**SHORT TASK**
Rewrite the lines below, swapping "detection task" for "localization task" everywhere it appears and keeping everything else the same. Omit the pictures from your version.

##### AVAILABLE DATA #####

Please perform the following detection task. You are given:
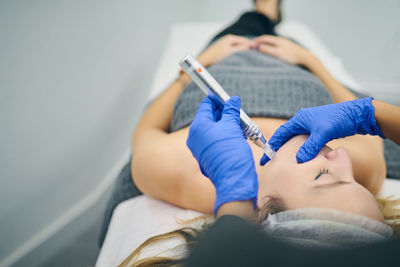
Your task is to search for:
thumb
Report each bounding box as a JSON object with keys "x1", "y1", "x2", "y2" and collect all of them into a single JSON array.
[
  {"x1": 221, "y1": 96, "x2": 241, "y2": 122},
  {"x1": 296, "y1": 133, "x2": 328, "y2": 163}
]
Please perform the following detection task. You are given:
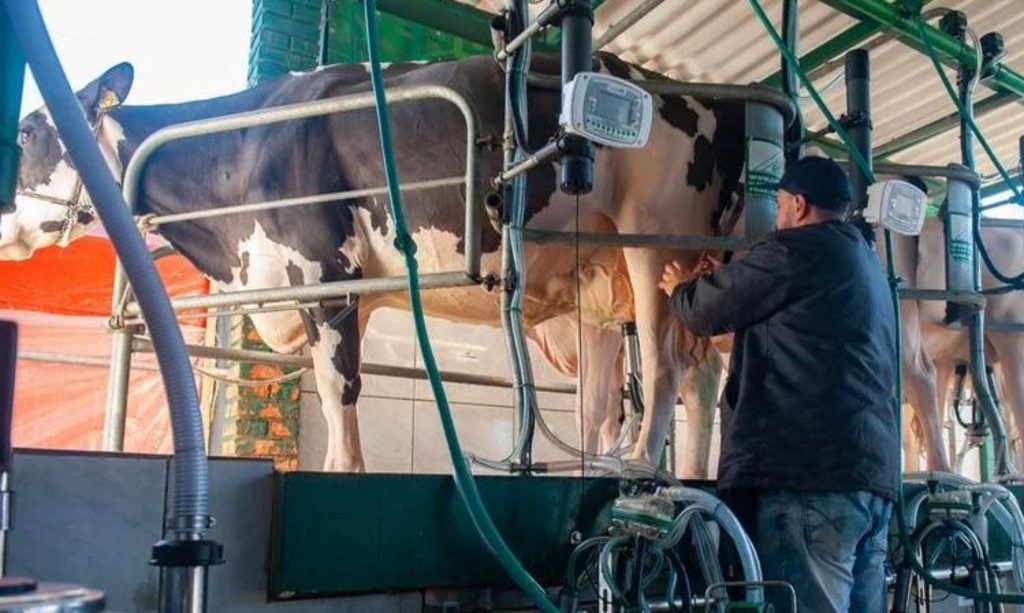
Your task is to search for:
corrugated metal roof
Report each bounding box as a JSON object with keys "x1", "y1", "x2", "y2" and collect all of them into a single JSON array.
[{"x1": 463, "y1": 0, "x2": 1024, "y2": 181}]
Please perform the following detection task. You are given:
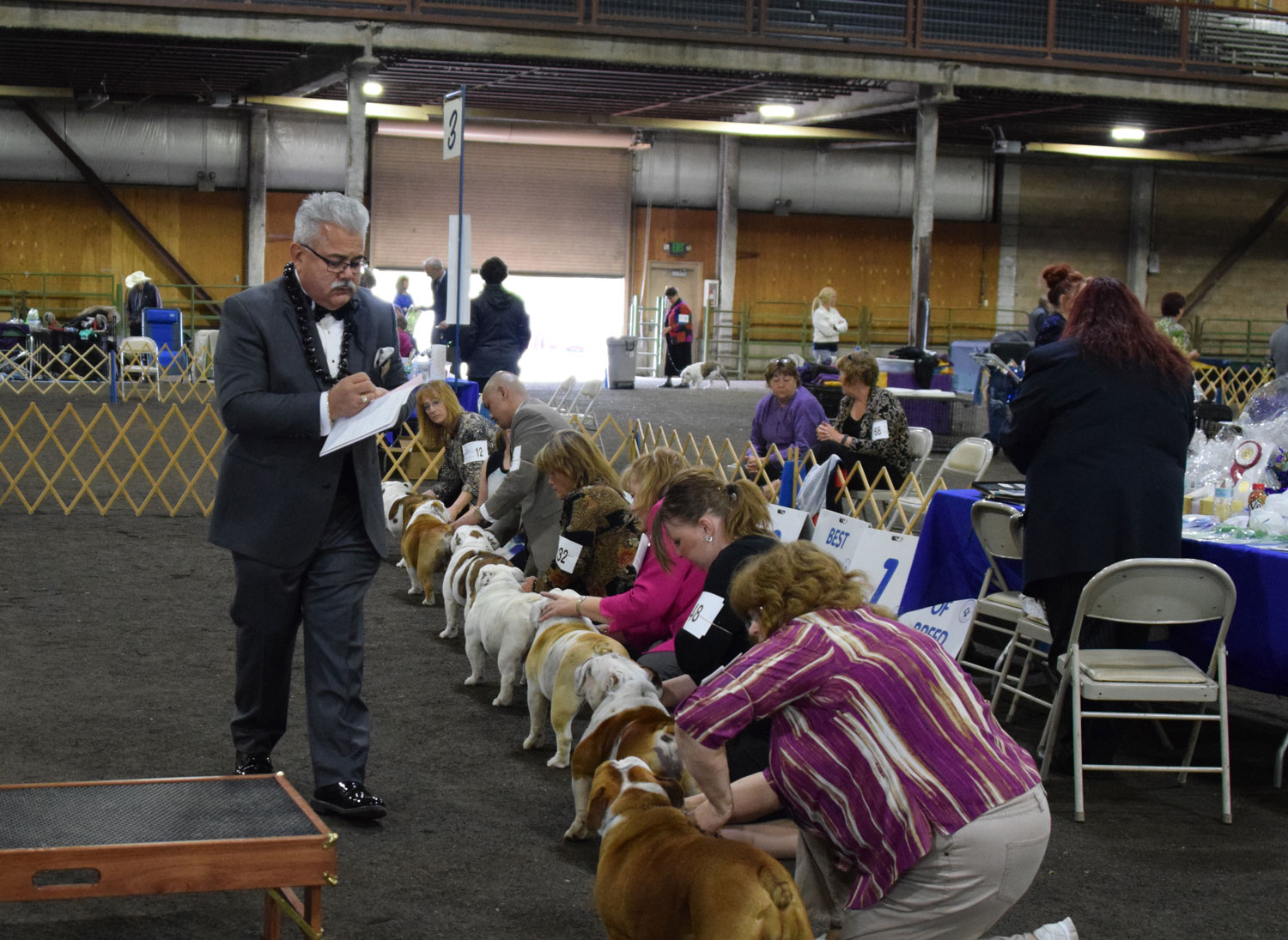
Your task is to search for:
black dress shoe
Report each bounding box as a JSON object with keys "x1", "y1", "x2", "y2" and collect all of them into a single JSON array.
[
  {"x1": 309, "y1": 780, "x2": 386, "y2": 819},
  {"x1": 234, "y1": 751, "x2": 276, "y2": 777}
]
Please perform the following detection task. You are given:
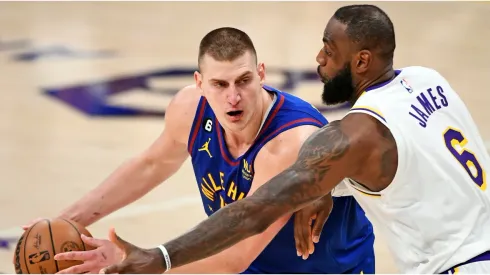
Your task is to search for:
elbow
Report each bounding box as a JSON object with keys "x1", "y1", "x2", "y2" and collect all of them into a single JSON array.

#####

**ANSWER FOR THIS EXERCISE**
Please perform the following localization task. You are given:
Your task is to search for:
thumb
Report each bounding box as a JSON object with keys "x1", "y1", "x2", "y2" and collect all of them into a single JSON array.
[
  {"x1": 221, "y1": 96, "x2": 241, "y2": 122},
  {"x1": 296, "y1": 133, "x2": 328, "y2": 163}
]
Please perform the following localization task. You are given:
Your task is to search for:
corrugated metal roof
Report each bounding box as a JSON object with keys "x1", "y1", "x2", "y2" and collect all of them into a single JSON array.
[{"x1": 463, "y1": 0, "x2": 1024, "y2": 181}]
Please perform the following localization task. You are given:
Your task is to search for:
black dress shoe
Report each bounding box as a JSON object with keys "x1", "y1", "x2", "y2" and collect all of them into a single JSON array.
[
  {"x1": 309, "y1": 780, "x2": 386, "y2": 819},
  {"x1": 234, "y1": 751, "x2": 276, "y2": 777}
]
Please perform the following localization task. You are given:
Your task is to search for:
elbow
Report each bounding box as a JSON object with keys "x1", "y1", "x2", "y2" and collect all of them into a single JSON array.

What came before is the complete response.